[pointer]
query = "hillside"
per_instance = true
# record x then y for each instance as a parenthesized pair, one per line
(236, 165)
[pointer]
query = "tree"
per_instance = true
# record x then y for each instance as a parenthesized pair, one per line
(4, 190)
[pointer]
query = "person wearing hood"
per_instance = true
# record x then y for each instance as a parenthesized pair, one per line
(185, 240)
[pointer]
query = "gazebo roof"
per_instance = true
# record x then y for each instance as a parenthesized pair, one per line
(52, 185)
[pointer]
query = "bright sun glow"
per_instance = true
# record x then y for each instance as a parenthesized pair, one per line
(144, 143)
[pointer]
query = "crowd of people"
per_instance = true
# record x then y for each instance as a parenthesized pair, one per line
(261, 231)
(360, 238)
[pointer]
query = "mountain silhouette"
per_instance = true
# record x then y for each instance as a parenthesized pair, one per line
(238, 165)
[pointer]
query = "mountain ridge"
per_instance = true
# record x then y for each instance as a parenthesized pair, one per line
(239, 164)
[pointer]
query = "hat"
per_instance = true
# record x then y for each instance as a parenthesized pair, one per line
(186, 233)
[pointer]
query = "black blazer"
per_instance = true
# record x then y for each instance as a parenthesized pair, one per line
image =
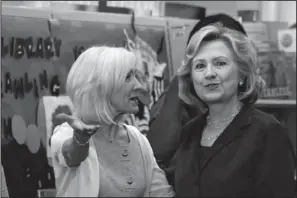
(252, 157)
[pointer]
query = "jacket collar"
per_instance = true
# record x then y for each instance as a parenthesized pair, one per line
(232, 131)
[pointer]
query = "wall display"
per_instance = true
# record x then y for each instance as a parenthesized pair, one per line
(37, 53)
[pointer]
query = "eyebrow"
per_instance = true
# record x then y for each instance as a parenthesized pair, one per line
(219, 57)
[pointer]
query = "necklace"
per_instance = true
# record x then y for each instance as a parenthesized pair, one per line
(216, 123)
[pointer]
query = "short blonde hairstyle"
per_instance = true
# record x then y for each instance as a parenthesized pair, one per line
(244, 54)
(94, 77)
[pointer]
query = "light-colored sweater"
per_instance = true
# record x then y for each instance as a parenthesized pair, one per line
(84, 180)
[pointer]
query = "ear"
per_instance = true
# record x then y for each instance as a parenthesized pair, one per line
(159, 70)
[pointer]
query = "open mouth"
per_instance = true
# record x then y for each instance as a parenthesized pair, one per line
(134, 100)
(212, 86)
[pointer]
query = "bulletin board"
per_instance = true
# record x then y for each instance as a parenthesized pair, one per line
(38, 49)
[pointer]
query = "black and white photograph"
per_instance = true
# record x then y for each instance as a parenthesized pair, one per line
(148, 99)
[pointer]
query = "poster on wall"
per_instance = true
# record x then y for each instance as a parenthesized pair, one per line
(35, 64)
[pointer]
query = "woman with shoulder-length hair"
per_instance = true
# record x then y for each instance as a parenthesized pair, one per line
(233, 149)
(94, 153)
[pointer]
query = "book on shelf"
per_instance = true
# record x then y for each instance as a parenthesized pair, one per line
(278, 75)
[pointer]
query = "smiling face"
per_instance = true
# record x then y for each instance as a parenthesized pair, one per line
(214, 72)
(125, 99)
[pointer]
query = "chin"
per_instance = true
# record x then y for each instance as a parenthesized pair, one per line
(212, 98)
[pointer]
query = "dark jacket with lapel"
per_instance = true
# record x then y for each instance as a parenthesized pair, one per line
(251, 158)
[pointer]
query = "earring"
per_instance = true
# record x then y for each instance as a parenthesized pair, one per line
(241, 82)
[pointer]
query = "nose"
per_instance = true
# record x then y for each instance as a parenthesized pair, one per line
(210, 71)
(138, 85)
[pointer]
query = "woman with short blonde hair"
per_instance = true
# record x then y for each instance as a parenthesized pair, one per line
(94, 153)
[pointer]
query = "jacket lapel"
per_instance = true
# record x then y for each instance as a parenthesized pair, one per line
(232, 131)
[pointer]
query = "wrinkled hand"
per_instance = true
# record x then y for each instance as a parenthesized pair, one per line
(79, 126)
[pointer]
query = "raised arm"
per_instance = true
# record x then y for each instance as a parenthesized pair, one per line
(70, 142)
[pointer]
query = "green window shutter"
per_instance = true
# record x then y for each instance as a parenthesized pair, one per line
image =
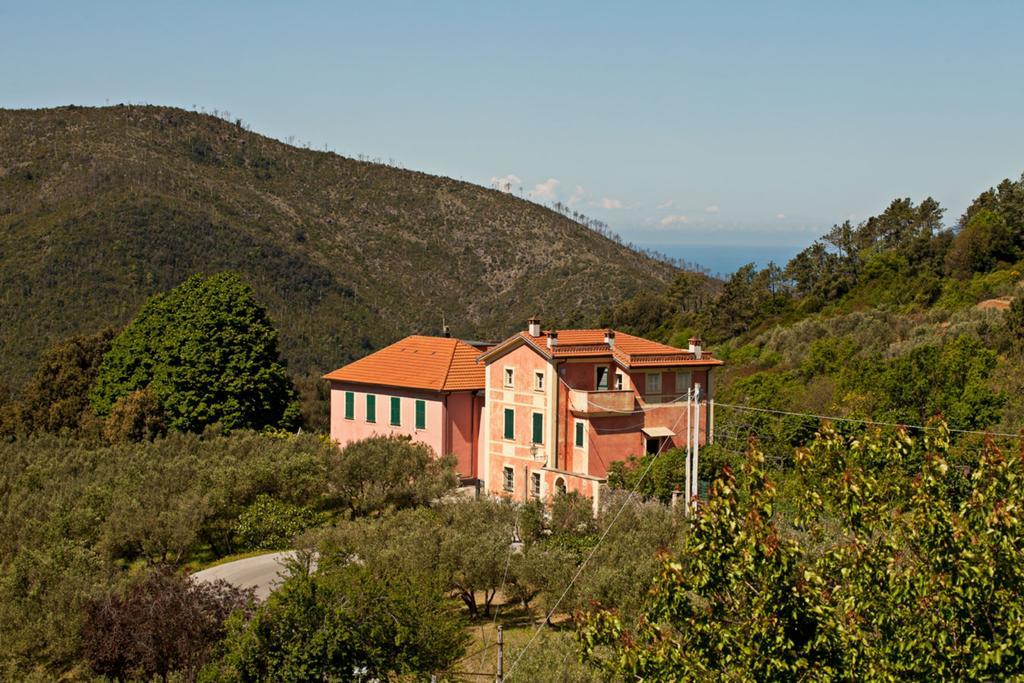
(421, 415)
(509, 423)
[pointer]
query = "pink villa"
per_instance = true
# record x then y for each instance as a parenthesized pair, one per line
(540, 413)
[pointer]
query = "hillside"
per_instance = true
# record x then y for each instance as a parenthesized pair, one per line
(100, 208)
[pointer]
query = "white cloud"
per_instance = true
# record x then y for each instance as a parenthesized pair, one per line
(505, 183)
(546, 189)
(578, 196)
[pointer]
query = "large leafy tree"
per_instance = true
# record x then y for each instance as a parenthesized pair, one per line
(56, 398)
(207, 351)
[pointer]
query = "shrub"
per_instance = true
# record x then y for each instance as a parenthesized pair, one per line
(270, 524)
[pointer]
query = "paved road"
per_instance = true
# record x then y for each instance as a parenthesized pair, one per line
(262, 572)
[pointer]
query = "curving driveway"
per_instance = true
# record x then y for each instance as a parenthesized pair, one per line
(264, 572)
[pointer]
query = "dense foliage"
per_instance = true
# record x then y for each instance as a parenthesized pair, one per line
(162, 623)
(207, 352)
(76, 517)
(897, 567)
(346, 622)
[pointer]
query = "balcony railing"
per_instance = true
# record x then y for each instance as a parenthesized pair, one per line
(597, 403)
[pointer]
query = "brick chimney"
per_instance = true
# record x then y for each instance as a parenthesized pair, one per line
(695, 347)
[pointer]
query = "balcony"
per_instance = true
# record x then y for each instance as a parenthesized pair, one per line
(601, 403)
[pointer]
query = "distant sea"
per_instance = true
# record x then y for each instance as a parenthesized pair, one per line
(726, 259)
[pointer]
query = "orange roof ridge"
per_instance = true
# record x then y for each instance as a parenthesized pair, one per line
(417, 361)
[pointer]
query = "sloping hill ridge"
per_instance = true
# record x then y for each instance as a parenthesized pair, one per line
(101, 207)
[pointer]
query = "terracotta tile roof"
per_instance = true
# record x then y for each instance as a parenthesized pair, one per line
(630, 350)
(437, 364)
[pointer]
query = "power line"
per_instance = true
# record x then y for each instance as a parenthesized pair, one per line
(834, 418)
(593, 550)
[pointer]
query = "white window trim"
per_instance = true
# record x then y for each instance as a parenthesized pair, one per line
(683, 387)
(543, 425)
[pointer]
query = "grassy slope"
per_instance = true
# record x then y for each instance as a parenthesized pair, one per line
(101, 207)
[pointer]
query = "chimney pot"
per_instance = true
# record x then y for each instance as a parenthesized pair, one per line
(695, 347)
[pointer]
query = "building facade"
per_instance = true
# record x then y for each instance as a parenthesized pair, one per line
(540, 413)
(561, 406)
(429, 389)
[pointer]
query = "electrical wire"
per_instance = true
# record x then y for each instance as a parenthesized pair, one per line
(833, 418)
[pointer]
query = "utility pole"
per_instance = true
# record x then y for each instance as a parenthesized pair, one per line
(500, 678)
(696, 442)
(689, 450)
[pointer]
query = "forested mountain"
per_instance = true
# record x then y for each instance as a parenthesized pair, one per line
(898, 318)
(100, 208)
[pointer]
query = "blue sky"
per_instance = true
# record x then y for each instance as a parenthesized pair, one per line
(724, 124)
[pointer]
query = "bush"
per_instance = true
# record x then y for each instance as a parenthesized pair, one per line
(163, 623)
(270, 524)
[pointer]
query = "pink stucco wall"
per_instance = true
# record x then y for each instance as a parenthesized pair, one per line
(345, 431)
(519, 453)
(453, 421)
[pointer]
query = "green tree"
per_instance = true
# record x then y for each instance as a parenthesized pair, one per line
(208, 352)
(1015, 322)
(389, 472)
(271, 524)
(983, 243)
(950, 380)
(56, 398)
(887, 575)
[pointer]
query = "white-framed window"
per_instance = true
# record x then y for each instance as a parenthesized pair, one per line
(684, 380)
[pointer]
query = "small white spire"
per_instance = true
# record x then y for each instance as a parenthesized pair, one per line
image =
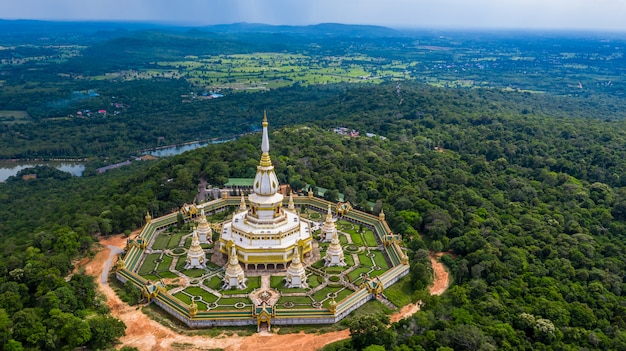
(265, 143)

_ZIEL_
Trage alle Zeilen der Datensätze zusammen, in denen die Zeichenfolge „white“ vorkommt.

_FERTIGE ANTWORT_
query = "black and white photograph"
query = "white cloud"
query = "white window trim"
query = "white-framed window"
query = "small white spire"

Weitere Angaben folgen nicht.